## Dataset content

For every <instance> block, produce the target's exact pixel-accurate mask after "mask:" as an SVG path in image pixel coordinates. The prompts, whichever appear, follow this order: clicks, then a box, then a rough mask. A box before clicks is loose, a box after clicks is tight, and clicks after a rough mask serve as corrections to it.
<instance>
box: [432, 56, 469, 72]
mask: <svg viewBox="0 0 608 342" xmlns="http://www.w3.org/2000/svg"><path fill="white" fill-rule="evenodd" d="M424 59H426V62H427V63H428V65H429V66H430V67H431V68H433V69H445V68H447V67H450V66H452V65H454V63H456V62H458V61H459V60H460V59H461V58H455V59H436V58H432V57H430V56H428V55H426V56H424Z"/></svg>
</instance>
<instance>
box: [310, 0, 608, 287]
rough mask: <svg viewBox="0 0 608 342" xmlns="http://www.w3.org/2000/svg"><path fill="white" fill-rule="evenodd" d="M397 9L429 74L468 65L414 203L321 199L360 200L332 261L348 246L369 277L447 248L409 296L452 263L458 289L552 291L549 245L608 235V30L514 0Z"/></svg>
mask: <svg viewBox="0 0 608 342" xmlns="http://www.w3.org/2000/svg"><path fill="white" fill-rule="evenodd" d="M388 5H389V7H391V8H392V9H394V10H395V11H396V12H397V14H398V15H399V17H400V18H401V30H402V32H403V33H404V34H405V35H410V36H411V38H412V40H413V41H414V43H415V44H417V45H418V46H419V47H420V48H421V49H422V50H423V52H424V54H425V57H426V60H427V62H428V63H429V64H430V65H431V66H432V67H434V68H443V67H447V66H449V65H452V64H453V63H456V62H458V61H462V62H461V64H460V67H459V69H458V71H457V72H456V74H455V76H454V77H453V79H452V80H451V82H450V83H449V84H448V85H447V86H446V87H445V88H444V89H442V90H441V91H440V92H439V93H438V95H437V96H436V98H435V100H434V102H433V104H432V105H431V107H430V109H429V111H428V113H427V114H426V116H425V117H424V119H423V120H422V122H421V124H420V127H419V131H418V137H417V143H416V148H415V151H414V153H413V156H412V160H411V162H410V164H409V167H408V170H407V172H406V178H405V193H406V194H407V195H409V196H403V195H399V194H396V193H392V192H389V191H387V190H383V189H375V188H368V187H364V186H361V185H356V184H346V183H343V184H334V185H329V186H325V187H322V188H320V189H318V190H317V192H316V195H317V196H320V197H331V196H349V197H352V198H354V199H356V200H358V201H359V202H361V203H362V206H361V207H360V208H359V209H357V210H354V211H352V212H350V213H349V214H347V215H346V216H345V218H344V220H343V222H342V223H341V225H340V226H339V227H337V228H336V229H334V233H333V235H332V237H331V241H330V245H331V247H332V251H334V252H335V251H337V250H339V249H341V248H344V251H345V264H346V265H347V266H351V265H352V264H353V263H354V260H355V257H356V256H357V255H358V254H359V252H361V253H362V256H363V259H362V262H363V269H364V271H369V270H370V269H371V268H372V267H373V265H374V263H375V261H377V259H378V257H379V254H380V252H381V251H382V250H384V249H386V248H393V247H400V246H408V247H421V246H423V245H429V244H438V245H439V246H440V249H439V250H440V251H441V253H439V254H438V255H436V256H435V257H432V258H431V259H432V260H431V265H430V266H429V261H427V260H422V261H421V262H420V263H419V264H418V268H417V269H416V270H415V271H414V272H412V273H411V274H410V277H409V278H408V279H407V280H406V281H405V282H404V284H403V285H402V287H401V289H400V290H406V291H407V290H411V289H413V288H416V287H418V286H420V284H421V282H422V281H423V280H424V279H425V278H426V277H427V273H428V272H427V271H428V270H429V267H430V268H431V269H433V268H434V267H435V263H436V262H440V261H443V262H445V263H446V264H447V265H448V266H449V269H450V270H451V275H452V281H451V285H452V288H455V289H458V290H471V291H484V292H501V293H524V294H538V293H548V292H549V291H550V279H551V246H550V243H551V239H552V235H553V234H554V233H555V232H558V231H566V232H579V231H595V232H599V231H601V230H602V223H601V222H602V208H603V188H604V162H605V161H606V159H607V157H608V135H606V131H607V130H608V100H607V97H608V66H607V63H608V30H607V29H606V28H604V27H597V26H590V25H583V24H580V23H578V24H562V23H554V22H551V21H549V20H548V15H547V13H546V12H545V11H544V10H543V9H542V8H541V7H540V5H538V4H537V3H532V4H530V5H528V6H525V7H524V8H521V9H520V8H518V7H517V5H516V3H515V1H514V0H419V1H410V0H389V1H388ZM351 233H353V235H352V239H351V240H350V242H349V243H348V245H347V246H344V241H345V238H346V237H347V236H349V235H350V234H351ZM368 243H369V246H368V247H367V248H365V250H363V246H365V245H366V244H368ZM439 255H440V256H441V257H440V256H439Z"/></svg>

## Exercise objective
The lines above should be duplicated exactly.

## Answer to this exercise
For every <instance> block, produce the target's exact pixel-accurate mask after "mask:" as an SVG path in image pixel coordinates. The prompts, whichever appear, follow this order: clicks, then a box, then a rough mask. A box before clicks is loose, a box after clicks is tight, and clicks after a rough mask serve as corrections to it.
<instance>
box: [432, 56, 469, 72]
mask: <svg viewBox="0 0 608 342" xmlns="http://www.w3.org/2000/svg"><path fill="white" fill-rule="evenodd" d="M424 59H426V62H427V63H428V65H429V66H430V67H431V68H433V69H445V68H447V67H450V66H452V65H454V63H456V62H458V61H459V60H460V59H461V58H455V59H436V58H432V57H430V56H428V55H426V56H424Z"/></svg>
</instance>
<instance>
box: [310, 0, 608, 287]
rough mask: <svg viewBox="0 0 608 342" xmlns="http://www.w3.org/2000/svg"><path fill="white" fill-rule="evenodd" d="M397 9L429 74L468 65L414 203L321 199L360 200L332 261L348 246L369 277L447 248L409 296L452 263L458 289L552 291L549 245L608 235V30L514 0Z"/></svg>
mask: <svg viewBox="0 0 608 342" xmlns="http://www.w3.org/2000/svg"><path fill="white" fill-rule="evenodd" d="M388 5H389V7H391V8H392V9H394V10H395V11H396V12H397V14H398V15H399V17H400V18H401V30H402V32H403V33H404V34H405V35H410V36H411V38H412V40H413V41H414V43H415V44H417V45H418V46H419V47H420V48H421V49H422V50H423V52H424V54H425V57H426V60H427V62H428V63H429V64H430V65H431V66H432V67H434V68H443V67H447V66H449V65H452V64H453V63H456V62H458V61H462V62H461V64H460V67H459V69H458V71H457V72H456V74H455V76H454V77H453V79H452V80H451V82H450V83H449V84H448V85H447V86H446V87H445V88H444V89H442V90H441V91H440V92H439V93H438V95H437V96H436V98H435V100H434V102H433V104H432V105H431V107H430V109H429V111H428V113H427V114H426V116H425V117H424V119H423V120H422V122H421V124H420V127H419V131H418V137H417V143H416V148H415V151H414V153H413V156H412V160H411V162H410V164H409V167H408V170H407V172H406V178H405V193H406V194H407V195H409V196H403V195H399V194H396V193H392V192H389V191H387V190H383V189H375V188H368V187H364V186H361V185H356V184H346V183H343V184H334V185H329V186H325V187H322V188H320V189H318V190H317V192H316V195H317V196H320V197H331V196H349V197H352V198H354V199H356V200H358V201H359V202H361V203H362V206H361V207H360V208H359V209H357V210H354V211H352V212H350V213H349V214H347V215H346V216H345V218H344V220H343V222H342V223H341V225H340V226H339V227H337V228H336V229H334V233H333V235H332V237H331V241H330V245H331V247H332V251H334V252H335V251H337V250H339V249H341V248H344V251H345V264H346V265H347V266H351V265H352V264H353V263H354V260H355V257H356V256H357V255H358V254H359V252H361V253H362V256H363V259H362V262H363V269H364V271H369V270H370V269H371V268H372V267H373V265H374V263H375V261H377V259H378V257H379V254H380V252H381V251H382V250H384V249H386V248H393V247H400V246H408V247H421V246H423V245H429V244H438V245H439V246H440V249H439V250H440V251H441V253H439V254H438V255H436V256H435V257H432V258H431V259H432V260H431V265H430V266H429V261H427V260H422V261H421V262H420V263H419V264H418V268H417V269H416V270H415V271H414V272H412V273H411V274H410V277H409V278H408V279H407V280H406V281H405V282H404V284H403V285H402V287H401V289H400V290H406V291H407V290H411V289H413V288H416V287H418V286H420V284H421V282H422V281H423V280H424V279H425V278H426V277H427V273H428V272H427V271H428V270H429V267H430V268H431V269H433V268H434V267H435V263H436V262H440V261H443V262H445V263H446V264H447V265H448V266H449V269H450V270H451V275H452V281H451V285H452V288H455V289H458V290H471V291H484V292H501V293H524V294H538V293H548V292H549V291H550V279H551V246H550V243H551V239H552V235H553V234H554V233H555V232H558V231H566V232H579V231H595V232H599V231H601V230H602V223H601V222H602V208H603V188H604V162H605V161H606V159H607V157H608V135H606V131H607V130H608V100H607V97H608V66H607V63H608V30H607V29H606V28H604V27H597V26H590V25H583V24H580V23H578V24H562V23H554V22H551V21H549V20H548V15H547V13H546V12H545V11H544V10H543V9H542V8H541V7H540V5H538V4H537V3H532V4H530V5H528V6H525V7H524V8H521V9H520V8H518V7H517V5H516V3H515V1H514V0H419V1H410V0H389V1H388ZM351 233H353V235H352V239H351V240H350V242H349V243H348V245H347V246H344V241H345V238H346V237H347V236H349V235H350V234H351ZM368 243H369V246H368V247H367V248H365V250H363V246H365V245H366V244H368ZM439 255H440V256H441V257H440V256H439Z"/></svg>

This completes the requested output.